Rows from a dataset
==========

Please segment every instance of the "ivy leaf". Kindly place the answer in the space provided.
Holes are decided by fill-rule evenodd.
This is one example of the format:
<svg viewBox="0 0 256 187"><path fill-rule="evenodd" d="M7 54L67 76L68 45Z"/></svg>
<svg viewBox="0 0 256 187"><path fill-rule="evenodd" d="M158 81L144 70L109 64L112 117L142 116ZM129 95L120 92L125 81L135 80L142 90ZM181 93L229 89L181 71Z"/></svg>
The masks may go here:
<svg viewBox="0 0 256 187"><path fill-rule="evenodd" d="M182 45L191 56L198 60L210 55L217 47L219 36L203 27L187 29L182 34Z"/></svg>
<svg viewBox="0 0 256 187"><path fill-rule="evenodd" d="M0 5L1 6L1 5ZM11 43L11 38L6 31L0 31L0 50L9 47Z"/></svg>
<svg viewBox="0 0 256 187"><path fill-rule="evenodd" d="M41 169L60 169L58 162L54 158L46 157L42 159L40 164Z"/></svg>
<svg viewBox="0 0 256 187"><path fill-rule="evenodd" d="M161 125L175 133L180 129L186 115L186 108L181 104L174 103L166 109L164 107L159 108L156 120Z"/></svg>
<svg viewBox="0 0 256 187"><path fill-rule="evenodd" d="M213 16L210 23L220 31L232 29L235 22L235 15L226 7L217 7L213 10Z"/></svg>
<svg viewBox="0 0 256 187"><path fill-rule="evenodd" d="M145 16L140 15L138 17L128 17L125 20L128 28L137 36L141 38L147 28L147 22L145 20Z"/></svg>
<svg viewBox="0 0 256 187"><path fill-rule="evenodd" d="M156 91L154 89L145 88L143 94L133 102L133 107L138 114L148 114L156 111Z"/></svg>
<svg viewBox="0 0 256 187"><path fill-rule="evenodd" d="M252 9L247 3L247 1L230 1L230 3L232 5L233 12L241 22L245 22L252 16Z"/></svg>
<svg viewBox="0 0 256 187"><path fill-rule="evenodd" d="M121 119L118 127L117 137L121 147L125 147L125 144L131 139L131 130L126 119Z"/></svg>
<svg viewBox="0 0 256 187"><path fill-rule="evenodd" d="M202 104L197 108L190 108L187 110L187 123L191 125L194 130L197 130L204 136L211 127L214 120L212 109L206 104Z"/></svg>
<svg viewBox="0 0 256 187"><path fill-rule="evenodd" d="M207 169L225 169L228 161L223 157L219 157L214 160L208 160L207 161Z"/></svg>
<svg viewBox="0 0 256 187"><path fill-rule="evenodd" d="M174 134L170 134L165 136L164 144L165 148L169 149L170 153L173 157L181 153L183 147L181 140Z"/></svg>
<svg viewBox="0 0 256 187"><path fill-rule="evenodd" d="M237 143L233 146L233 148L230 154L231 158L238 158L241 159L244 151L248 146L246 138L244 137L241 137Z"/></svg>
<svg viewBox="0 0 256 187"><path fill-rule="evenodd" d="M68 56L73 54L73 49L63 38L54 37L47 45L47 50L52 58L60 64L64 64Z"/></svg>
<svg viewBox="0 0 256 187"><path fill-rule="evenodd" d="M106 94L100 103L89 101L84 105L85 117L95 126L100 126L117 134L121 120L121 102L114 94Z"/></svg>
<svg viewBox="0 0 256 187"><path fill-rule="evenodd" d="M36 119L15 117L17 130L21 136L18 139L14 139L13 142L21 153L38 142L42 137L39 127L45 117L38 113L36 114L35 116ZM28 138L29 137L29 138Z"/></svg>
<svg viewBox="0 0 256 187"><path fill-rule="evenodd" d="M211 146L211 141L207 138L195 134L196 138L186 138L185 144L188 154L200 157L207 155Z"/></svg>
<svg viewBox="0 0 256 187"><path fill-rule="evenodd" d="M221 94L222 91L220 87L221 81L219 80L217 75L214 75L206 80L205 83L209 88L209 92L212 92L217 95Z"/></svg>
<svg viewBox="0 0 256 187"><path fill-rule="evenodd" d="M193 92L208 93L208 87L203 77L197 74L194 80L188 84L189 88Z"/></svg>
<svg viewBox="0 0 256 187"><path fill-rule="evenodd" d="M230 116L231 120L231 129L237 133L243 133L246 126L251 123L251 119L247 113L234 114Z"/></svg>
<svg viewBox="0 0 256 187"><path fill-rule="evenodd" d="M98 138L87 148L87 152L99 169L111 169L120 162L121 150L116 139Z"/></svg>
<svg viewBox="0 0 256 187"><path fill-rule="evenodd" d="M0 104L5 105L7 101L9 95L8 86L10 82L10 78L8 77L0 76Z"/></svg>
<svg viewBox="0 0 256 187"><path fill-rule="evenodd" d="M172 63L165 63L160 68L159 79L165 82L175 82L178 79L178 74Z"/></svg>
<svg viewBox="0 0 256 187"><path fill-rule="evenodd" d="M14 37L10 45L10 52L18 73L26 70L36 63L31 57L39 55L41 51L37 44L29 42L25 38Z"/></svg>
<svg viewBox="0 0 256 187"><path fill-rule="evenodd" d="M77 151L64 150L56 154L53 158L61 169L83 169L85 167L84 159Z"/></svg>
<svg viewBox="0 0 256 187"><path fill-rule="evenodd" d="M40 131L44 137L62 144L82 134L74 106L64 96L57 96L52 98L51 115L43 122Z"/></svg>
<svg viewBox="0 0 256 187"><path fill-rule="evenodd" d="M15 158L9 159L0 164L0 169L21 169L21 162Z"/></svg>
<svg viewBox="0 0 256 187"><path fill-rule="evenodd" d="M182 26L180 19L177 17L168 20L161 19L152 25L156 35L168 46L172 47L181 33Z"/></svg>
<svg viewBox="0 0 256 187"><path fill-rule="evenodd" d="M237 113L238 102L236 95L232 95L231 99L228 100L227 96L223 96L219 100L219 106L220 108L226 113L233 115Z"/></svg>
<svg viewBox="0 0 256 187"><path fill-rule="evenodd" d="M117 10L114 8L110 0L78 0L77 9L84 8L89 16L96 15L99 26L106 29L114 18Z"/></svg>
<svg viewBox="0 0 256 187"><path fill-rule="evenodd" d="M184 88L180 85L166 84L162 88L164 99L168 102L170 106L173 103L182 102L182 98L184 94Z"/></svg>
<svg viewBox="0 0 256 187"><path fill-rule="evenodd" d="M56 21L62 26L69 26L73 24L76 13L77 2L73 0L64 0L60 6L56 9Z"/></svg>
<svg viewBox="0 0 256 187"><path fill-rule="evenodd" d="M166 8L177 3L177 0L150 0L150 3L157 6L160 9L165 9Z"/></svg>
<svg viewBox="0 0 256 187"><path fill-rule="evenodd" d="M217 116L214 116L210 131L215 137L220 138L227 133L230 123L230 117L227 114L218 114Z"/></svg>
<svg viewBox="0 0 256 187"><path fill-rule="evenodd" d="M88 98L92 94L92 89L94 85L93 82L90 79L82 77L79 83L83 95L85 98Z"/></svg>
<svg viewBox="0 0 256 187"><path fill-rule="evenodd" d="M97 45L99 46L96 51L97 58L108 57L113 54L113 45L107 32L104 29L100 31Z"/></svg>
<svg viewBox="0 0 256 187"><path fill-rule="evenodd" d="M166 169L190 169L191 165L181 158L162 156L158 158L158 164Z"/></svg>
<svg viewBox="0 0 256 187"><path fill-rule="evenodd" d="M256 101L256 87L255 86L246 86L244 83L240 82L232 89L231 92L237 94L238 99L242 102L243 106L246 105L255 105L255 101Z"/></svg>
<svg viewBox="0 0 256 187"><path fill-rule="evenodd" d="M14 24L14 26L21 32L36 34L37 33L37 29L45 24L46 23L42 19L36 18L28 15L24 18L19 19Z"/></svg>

==========

-- Aim --
Rewrite every one of the entries above as a numbered list, one line per item, omitting any blank lines.

-- Written solution --
1. Please segment every instance of the "ivy leaf". Kindly place the answer in the space provided.
2. Holes are decided by fill-rule evenodd.
3. This is one example of the format:
4. <svg viewBox="0 0 256 187"><path fill-rule="evenodd" d="M7 54L67 76L68 45Z"/></svg>
5. <svg viewBox="0 0 256 187"><path fill-rule="evenodd" d="M158 81L144 70L109 64L112 117L142 116ZM129 95L120 92L125 81L135 80L142 90ZM181 93L229 89L181 71Z"/></svg>
6. The masks may go here:
7. <svg viewBox="0 0 256 187"><path fill-rule="evenodd" d="M182 45L191 56L198 60L210 55L217 47L219 36L203 27L187 29L182 34Z"/></svg>
8. <svg viewBox="0 0 256 187"><path fill-rule="evenodd" d="M0 5L1 6L1 5ZM11 43L11 38L6 31L0 31L0 50L9 47Z"/></svg>
9. <svg viewBox="0 0 256 187"><path fill-rule="evenodd" d="M41 169L60 169L58 162L54 158L46 157L42 159L40 164Z"/></svg>
10. <svg viewBox="0 0 256 187"><path fill-rule="evenodd" d="M161 125L175 133L180 129L186 115L186 108L181 104L174 103L166 109L164 107L159 108L156 120Z"/></svg>
11. <svg viewBox="0 0 256 187"><path fill-rule="evenodd" d="M213 16L210 23L220 31L232 29L235 22L235 15L226 7L217 7L213 10Z"/></svg>
12. <svg viewBox="0 0 256 187"><path fill-rule="evenodd" d="M145 16L140 15L138 17L128 17L125 20L128 28L137 36L141 38L147 28L147 22L145 20Z"/></svg>
13. <svg viewBox="0 0 256 187"><path fill-rule="evenodd" d="M156 91L154 89L145 88L143 94L133 102L133 107L138 114L148 114L156 111Z"/></svg>
14. <svg viewBox="0 0 256 187"><path fill-rule="evenodd" d="M252 9L247 3L247 1L230 1L230 3L232 5L233 12L241 22L245 22L252 16Z"/></svg>
15. <svg viewBox="0 0 256 187"><path fill-rule="evenodd" d="M121 119L118 127L117 137L121 147L125 147L125 144L131 139L131 130L126 119Z"/></svg>
16. <svg viewBox="0 0 256 187"><path fill-rule="evenodd" d="M202 104L197 108L190 108L187 110L187 123L191 125L194 130L197 130L204 136L211 127L214 120L212 109L206 104Z"/></svg>
17. <svg viewBox="0 0 256 187"><path fill-rule="evenodd" d="M207 169L225 169L228 161L223 157L219 157L214 160L208 160L207 161Z"/></svg>
18. <svg viewBox="0 0 256 187"><path fill-rule="evenodd" d="M174 134L170 134L165 136L164 144L165 148L169 149L170 153L173 157L181 153L183 147L181 140Z"/></svg>
19. <svg viewBox="0 0 256 187"><path fill-rule="evenodd" d="M237 143L233 146L233 148L230 154L231 158L238 158L241 159L244 151L248 146L246 138L244 137L241 137Z"/></svg>
20. <svg viewBox="0 0 256 187"><path fill-rule="evenodd" d="M68 56L73 54L73 49L63 38L54 37L47 45L47 50L52 58L60 64L64 64Z"/></svg>
21. <svg viewBox="0 0 256 187"><path fill-rule="evenodd" d="M106 94L100 103L89 101L84 105L85 117L95 126L100 126L117 134L121 120L121 102L114 94Z"/></svg>
22. <svg viewBox="0 0 256 187"><path fill-rule="evenodd" d="M36 119L15 117L17 130L21 136L18 139L14 139L13 142L21 153L38 142L42 137L39 127L45 117L38 113L36 114L35 116ZM28 138L29 137L29 138Z"/></svg>
23. <svg viewBox="0 0 256 187"><path fill-rule="evenodd" d="M211 146L211 141L207 138L195 134L196 138L186 138L185 144L188 154L200 157L207 155Z"/></svg>
24. <svg viewBox="0 0 256 187"><path fill-rule="evenodd" d="M221 94L222 91L220 87L221 81L219 80L217 75L214 75L206 80L205 83L209 88L209 92L212 92L217 95Z"/></svg>
25. <svg viewBox="0 0 256 187"><path fill-rule="evenodd" d="M193 92L208 93L208 87L203 77L197 74L194 80L188 84L189 88Z"/></svg>
26. <svg viewBox="0 0 256 187"><path fill-rule="evenodd" d="M230 116L231 120L231 129L237 133L243 133L246 126L251 123L251 119L247 113L234 114Z"/></svg>
27. <svg viewBox="0 0 256 187"><path fill-rule="evenodd" d="M98 138L87 148L87 152L99 169L111 169L120 162L121 150L116 139Z"/></svg>
28. <svg viewBox="0 0 256 187"><path fill-rule="evenodd" d="M0 104L5 105L7 101L9 95L8 86L10 82L10 78L8 77L0 76Z"/></svg>
29. <svg viewBox="0 0 256 187"><path fill-rule="evenodd" d="M172 63L165 63L160 68L159 79L165 82L175 82L178 79L178 74Z"/></svg>
30. <svg viewBox="0 0 256 187"><path fill-rule="evenodd" d="M14 37L10 45L10 52L18 73L26 70L36 63L31 57L39 55L41 51L37 44L29 42L25 38Z"/></svg>
31. <svg viewBox="0 0 256 187"><path fill-rule="evenodd" d="M77 151L64 150L56 154L53 158L61 169L83 169L85 167L84 159Z"/></svg>
32. <svg viewBox="0 0 256 187"><path fill-rule="evenodd" d="M40 131L44 137L62 144L82 134L74 106L64 96L57 96L52 98L51 115L43 122Z"/></svg>
33. <svg viewBox="0 0 256 187"><path fill-rule="evenodd" d="M15 158L9 159L0 164L0 169L21 169L21 162Z"/></svg>
34. <svg viewBox="0 0 256 187"><path fill-rule="evenodd" d="M182 26L180 19L177 17L168 20L161 19L152 25L156 35L168 46L172 47L181 33Z"/></svg>
35. <svg viewBox="0 0 256 187"><path fill-rule="evenodd" d="M237 113L238 102L236 95L232 95L231 99L228 100L227 96L223 96L219 100L219 106L220 108L226 113L233 115Z"/></svg>
36. <svg viewBox="0 0 256 187"><path fill-rule="evenodd" d="M117 10L114 8L110 0L78 0L77 9L84 8L89 16L96 15L99 26L106 29L114 18Z"/></svg>
37. <svg viewBox="0 0 256 187"><path fill-rule="evenodd" d="M184 88L180 85L166 84L162 88L164 99L168 102L170 106L173 103L182 102L182 98L184 94Z"/></svg>
38. <svg viewBox="0 0 256 187"><path fill-rule="evenodd" d="M56 21L62 26L69 26L73 24L76 13L77 2L73 0L64 0L60 6L56 9Z"/></svg>
39. <svg viewBox="0 0 256 187"><path fill-rule="evenodd" d="M166 8L177 3L177 0L150 0L150 3L157 6L160 9L165 9Z"/></svg>
40. <svg viewBox="0 0 256 187"><path fill-rule="evenodd" d="M217 116L214 116L210 131L215 137L220 138L227 133L230 123L230 117L227 114L218 114Z"/></svg>
41. <svg viewBox="0 0 256 187"><path fill-rule="evenodd" d="M88 98L92 94L92 89L94 85L93 82L90 79L82 77L79 83L83 95L85 98Z"/></svg>
42. <svg viewBox="0 0 256 187"><path fill-rule="evenodd" d="M97 45L99 46L96 51L97 58L108 57L113 54L113 45L107 32L104 29L100 31Z"/></svg>
43. <svg viewBox="0 0 256 187"><path fill-rule="evenodd" d="M166 169L190 169L191 165L181 158L162 156L158 158L158 164Z"/></svg>
44. <svg viewBox="0 0 256 187"><path fill-rule="evenodd" d="M256 101L256 87L255 86L246 86L244 83L240 82L232 89L231 92L237 94L238 99L242 102L243 106L246 105L255 105L255 101Z"/></svg>
45. <svg viewBox="0 0 256 187"><path fill-rule="evenodd" d="M14 24L14 26L21 32L36 34L37 33L37 29L45 24L46 23L42 19L36 18L28 15L24 18L19 19Z"/></svg>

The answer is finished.